**INSTRUCTION**
Make an exact copy of the records, with the pictures left out.

**ENTRIES PROVIDED**

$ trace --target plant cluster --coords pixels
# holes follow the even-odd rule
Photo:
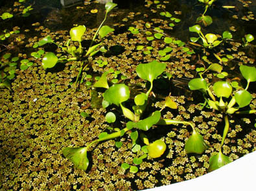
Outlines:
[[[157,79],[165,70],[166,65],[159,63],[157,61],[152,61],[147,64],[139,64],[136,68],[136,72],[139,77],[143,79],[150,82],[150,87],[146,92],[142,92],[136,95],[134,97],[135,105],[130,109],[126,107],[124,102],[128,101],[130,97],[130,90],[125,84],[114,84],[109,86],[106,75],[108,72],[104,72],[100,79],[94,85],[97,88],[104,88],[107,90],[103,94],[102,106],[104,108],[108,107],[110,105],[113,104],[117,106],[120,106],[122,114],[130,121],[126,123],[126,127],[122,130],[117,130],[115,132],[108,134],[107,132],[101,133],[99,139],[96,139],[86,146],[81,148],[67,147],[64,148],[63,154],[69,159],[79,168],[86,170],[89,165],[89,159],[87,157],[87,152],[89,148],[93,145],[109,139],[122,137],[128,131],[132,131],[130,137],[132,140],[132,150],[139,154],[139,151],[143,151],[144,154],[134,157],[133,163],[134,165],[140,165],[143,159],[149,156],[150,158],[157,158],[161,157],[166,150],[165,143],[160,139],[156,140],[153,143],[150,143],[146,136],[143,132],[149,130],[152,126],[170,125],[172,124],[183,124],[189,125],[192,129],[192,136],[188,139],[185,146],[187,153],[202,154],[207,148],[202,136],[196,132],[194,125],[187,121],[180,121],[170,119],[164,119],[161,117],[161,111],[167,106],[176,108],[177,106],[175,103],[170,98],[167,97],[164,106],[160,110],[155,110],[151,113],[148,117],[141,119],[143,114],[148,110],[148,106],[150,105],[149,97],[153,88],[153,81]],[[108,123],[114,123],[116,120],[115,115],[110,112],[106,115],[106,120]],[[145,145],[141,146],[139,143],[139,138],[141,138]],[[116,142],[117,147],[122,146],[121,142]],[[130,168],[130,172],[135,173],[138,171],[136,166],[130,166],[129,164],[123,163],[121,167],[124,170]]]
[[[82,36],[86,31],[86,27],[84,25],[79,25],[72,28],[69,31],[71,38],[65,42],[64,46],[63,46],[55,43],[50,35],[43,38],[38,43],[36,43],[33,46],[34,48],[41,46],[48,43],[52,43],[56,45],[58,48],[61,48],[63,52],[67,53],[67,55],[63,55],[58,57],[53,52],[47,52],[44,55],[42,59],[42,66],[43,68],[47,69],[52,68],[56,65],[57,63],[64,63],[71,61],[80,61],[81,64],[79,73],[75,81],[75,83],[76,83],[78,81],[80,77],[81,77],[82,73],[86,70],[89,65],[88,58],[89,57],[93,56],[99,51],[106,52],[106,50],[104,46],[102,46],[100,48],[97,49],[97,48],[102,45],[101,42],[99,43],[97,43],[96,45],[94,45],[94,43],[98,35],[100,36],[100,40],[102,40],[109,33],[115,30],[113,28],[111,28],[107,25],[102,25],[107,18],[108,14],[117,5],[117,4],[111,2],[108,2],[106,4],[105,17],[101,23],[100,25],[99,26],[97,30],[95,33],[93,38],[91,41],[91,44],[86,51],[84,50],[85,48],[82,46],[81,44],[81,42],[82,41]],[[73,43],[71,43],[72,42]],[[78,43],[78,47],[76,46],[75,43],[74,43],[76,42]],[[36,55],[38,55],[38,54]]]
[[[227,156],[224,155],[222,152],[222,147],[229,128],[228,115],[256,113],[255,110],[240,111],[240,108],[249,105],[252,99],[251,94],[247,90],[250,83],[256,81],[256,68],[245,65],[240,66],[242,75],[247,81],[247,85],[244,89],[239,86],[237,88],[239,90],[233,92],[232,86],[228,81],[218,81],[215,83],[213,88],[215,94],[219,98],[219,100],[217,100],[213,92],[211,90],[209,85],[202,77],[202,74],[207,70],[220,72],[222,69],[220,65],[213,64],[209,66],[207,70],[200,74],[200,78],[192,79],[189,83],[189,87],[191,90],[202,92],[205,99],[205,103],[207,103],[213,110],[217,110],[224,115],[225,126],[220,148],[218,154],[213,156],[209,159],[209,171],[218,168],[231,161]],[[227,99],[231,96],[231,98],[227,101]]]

**FINAL ANSWER**
$ trace --target plant cluster --coords pixels
# holes follow the even-odd rule
Photo:
Outlines:
[[[157,79],[165,70],[166,65],[159,63],[157,61],[152,61],[147,64],[139,64],[136,68],[136,72],[139,77],[143,79],[150,82],[150,87],[146,92],[142,92],[136,95],[134,97],[135,105],[130,109],[126,107],[124,102],[128,101],[130,97],[130,90],[125,84],[114,84],[109,86],[106,75],[108,72],[104,72],[100,79],[94,85],[97,88],[104,88],[107,90],[103,94],[102,106],[104,108],[108,107],[110,105],[113,104],[117,106],[120,106],[122,114],[130,121],[126,123],[126,127],[122,130],[117,130],[115,132],[108,134],[107,132],[101,133],[99,139],[96,139],[86,146],[81,148],[67,147],[64,148],[63,154],[69,159],[79,168],[86,170],[89,165],[89,159],[87,157],[87,152],[89,148],[93,145],[109,139],[122,137],[128,131],[132,131],[130,137],[132,140],[132,150],[139,154],[139,151],[143,151],[144,154],[134,157],[133,163],[134,165],[140,165],[143,159],[149,156],[150,158],[157,158],[161,157],[166,150],[165,143],[160,139],[156,140],[153,143],[150,143],[146,136],[143,132],[149,130],[152,126],[170,125],[172,124],[183,124],[189,125],[192,129],[192,136],[188,139],[185,146],[187,153],[202,154],[207,148],[202,136],[196,132],[194,125],[187,121],[180,121],[170,119],[164,119],[161,117],[161,111],[167,106],[176,108],[177,106],[175,103],[170,98],[167,97],[164,106],[160,110],[155,110],[151,113],[148,117],[141,119],[143,114],[148,110],[148,106],[150,105],[149,97],[153,88],[153,81]],[[108,123],[114,123],[116,120],[115,115],[110,112],[106,115],[106,120]],[[145,145],[141,146],[139,143],[139,138],[141,138]],[[116,142],[117,147],[122,146],[121,142]],[[130,168],[130,172],[135,173],[138,171],[136,166],[130,166],[129,164],[123,163],[121,167],[124,170]]]
[[[82,36],[86,31],[86,27],[84,25],[79,25],[72,28],[69,31],[71,38],[65,42],[64,46],[63,46],[55,43],[50,35],[43,38],[38,43],[36,43],[33,46],[34,48],[41,46],[48,43],[52,43],[56,45],[58,48],[61,48],[63,52],[67,53],[67,55],[63,55],[58,57],[53,52],[47,52],[44,55],[42,59],[42,66],[43,68],[47,69],[52,68],[56,65],[57,63],[64,63],[71,61],[80,61],[81,64],[79,73],[75,81],[75,83],[76,83],[78,81],[80,77],[81,77],[82,73],[86,70],[89,65],[88,58],[89,57],[93,56],[99,51],[106,52],[106,50],[104,46],[102,46],[100,48],[97,49],[97,48],[102,45],[101,42],[99,43],[97,43],[96,45],[94,45],[94,43],[98,35],[100,36],[100,40],[102,40],[109,33],[115,30],[113,28],[111,28],[107,25],[102,25],[107,18],[108,14],[117,5],[117,4],[111,2],[108,2],[106,4],[105,17],[101,23],[100,25],[99,26],[97,30],[95,33],[93,38],[91,41],[91,44],[86,51],[84,50],[85,48],[82,46],[81,44],[81,42],[82,41]],[[73,43],[71,43],[72,42]],[[78,43],[78,47],[76,46],[75,43],[74,43],[76,42]],[[36,55],[38,55],[38,54]]]
[[[227,156],[224,155],[222,152],[222,147],[229,128],[228,115],[256,113],[255,110],[240,111],[240,108],[249,105],[252,99],[251,94],[247,90],[250,83],[256,81],[256,68],[245,65],[240,66],[242,75],[247,81],[247,85],[244,89],[239,86],[237,88],[239,90],[233,92],[232,86],[228,81],[218,81],[215,83],[213,88],[215,94],[219,98],[219,100],[217,100],[213,92],[211,90],[209,85],[202,77],[202,74],[207,70],[220,72],[222,69],[220,65],[213,64],[209,66],[207,70],[200,74],[200,78],[192,79],[189,83],[189,87],[191,90],[202,92],[205,99],[205,103],[207,103],[213,110],[217,110],[224,115],[225,126],[220,148],[218,154],[213,156],[209,159],[209,171],[218,168],[231,161]],[[227,99],[231,96],[231,98],[227,101]]]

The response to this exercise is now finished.